----- LESETEXT

Russi wurde an jenem Tag 53 Jahre alt. Für das Feiern blieb jedoch keine Zeit. Sich einen Überblick zu verschaffen, erste Abmessungen vorzunehmen und den möglichen Verlauf der Piste zu eruieren, hatte Priorität. Russi weiss viel zu erzählen. Seine Ausführungen sind hochinteressant. Die Mischung aus Information und Geschichten fesselt.
Zum informativen Teil gehören selbstredend die Eckdaten der Strecke. Sie ist 2852 Meter lang und weist einen Höhenunterschied von 825 Metern auf. Das Ziel befindet sich auf 545 Metern über Meer. Es ist davon auszugehen, dass der Kurs trotz vier Sprüngen nicht das ganz grosse Spektakel garantiert. Die richtig steilen Passagen fehlen, eine eigentliche Mutprobe gibt es nicht. Überwinden müssen sich die Fahrer nirgends.

----------
----- DATENSÄTZE

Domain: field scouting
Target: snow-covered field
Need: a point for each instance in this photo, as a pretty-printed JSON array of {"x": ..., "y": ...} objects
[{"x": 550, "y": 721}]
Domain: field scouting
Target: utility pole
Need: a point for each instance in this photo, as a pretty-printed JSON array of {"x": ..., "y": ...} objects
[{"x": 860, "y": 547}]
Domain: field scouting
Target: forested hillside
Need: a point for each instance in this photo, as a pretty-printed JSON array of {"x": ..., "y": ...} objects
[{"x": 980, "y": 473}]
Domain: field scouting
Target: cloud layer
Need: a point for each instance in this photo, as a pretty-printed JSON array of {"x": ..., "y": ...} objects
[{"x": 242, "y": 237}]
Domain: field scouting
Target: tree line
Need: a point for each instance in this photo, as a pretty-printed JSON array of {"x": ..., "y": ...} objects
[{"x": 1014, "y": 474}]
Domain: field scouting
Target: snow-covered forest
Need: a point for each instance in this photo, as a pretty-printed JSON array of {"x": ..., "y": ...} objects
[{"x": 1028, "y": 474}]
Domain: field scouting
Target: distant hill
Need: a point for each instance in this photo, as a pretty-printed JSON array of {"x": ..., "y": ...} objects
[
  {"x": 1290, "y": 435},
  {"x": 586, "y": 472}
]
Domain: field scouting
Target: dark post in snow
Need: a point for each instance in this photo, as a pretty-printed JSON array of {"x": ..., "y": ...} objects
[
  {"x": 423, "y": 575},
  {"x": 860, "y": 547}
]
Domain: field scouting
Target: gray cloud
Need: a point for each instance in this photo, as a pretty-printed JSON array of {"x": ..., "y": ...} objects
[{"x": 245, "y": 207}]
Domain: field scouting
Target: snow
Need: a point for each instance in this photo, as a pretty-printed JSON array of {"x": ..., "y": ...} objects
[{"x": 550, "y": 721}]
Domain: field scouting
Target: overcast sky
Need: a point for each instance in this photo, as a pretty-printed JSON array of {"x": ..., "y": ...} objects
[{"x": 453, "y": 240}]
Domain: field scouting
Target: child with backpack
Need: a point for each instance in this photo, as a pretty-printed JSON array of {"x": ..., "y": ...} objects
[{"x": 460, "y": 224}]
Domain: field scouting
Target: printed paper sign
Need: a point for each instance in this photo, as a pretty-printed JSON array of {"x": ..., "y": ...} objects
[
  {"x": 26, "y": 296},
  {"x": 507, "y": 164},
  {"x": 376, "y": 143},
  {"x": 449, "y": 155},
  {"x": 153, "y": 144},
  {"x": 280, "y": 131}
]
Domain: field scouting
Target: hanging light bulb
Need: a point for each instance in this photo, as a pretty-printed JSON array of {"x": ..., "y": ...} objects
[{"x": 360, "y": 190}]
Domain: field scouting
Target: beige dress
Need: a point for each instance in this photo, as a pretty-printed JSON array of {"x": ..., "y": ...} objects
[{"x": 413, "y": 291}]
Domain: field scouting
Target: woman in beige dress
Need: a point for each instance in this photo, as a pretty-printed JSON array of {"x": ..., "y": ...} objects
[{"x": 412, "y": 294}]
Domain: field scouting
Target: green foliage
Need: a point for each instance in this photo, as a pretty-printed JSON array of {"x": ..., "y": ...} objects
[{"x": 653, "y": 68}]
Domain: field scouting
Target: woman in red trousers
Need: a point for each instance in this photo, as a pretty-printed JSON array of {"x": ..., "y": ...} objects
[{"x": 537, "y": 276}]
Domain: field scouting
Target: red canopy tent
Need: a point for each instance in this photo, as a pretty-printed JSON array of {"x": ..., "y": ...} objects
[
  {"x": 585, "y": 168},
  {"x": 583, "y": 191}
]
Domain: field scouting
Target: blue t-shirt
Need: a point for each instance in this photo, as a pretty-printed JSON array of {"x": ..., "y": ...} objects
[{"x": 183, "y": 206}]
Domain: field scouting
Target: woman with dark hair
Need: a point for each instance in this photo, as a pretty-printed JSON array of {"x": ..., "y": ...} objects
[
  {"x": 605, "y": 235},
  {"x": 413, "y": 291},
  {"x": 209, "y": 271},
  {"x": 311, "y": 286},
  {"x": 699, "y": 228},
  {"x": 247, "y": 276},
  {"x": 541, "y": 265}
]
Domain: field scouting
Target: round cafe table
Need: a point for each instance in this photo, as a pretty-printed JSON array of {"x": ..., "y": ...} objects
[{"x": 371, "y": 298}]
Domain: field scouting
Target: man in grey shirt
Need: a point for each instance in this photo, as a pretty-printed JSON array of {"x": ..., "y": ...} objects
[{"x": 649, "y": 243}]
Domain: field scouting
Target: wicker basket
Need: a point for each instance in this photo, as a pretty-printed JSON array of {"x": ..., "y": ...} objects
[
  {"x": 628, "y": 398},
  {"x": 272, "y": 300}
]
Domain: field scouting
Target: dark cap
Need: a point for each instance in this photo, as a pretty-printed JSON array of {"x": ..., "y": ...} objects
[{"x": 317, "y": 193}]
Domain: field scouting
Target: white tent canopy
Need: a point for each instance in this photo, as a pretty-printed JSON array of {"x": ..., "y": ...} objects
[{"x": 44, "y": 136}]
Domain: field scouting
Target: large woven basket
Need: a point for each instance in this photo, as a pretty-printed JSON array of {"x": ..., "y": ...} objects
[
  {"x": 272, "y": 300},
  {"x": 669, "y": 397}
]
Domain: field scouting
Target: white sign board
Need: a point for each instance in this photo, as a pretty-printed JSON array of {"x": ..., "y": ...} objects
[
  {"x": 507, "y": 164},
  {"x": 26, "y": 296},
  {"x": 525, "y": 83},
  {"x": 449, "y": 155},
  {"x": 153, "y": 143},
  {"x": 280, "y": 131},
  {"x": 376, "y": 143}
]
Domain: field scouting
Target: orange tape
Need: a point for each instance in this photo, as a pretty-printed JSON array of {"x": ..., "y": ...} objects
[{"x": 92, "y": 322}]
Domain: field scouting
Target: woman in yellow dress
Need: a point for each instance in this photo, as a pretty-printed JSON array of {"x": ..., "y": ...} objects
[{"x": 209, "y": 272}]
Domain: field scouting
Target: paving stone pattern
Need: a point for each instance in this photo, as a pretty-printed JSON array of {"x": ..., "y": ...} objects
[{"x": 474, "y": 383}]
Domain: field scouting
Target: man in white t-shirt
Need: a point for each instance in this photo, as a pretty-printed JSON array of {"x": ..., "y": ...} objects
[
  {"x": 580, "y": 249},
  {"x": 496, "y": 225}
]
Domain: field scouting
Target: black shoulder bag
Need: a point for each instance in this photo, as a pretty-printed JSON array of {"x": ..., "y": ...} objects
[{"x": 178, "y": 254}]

----------

**AUFGABE 1**
Bitte gib den Lesetext vollständig und wortgetreu wieder.
**AUFGABE 2**
Sammle aus der Liste jede Zeile, in der die Zeichenfolge „shirt“ vorkommt.
Lesetext und Liste haben nichts miteinander zu tun.

**ANTWORT 1**
Russi wurde an jenem Tag 53 Jahre alt. Für das Feiern blieb jedoch keine Zeit. Sich einen Überblick zu verschaffen, erste Abmessungen vorzunehmen und den möglichen Verlauf der Piste zu eruieren, hatte Priorität. Russi weiss viel zu erzählen. Seine Ausführungen sind hochinteressant. Die Mischung aus Information und Geschichten fesselt.
Zum informativen Teil gehören selbstredend die Eckdaten der Strecke. Sie ist 2852 Meter lang und weist einen Höhenunterschied von 825 Metern auf. Das Ziel befindet sich auf 545 Metern über Meer. Es ist davon auszugehen, dass der Kurs trotz vier Sprüngen nicht das ganz grosse Spektakel garantiert. Die richtig steilen Passagen fehlen, eine eigentliche Mutprobe gibt es nicht. Überwinden müssen sich die Fahrer nirgends.

**ANTWORT 2**
Target: blue t-shirt
Target: man in grey shirt
Target: man in white t-shirt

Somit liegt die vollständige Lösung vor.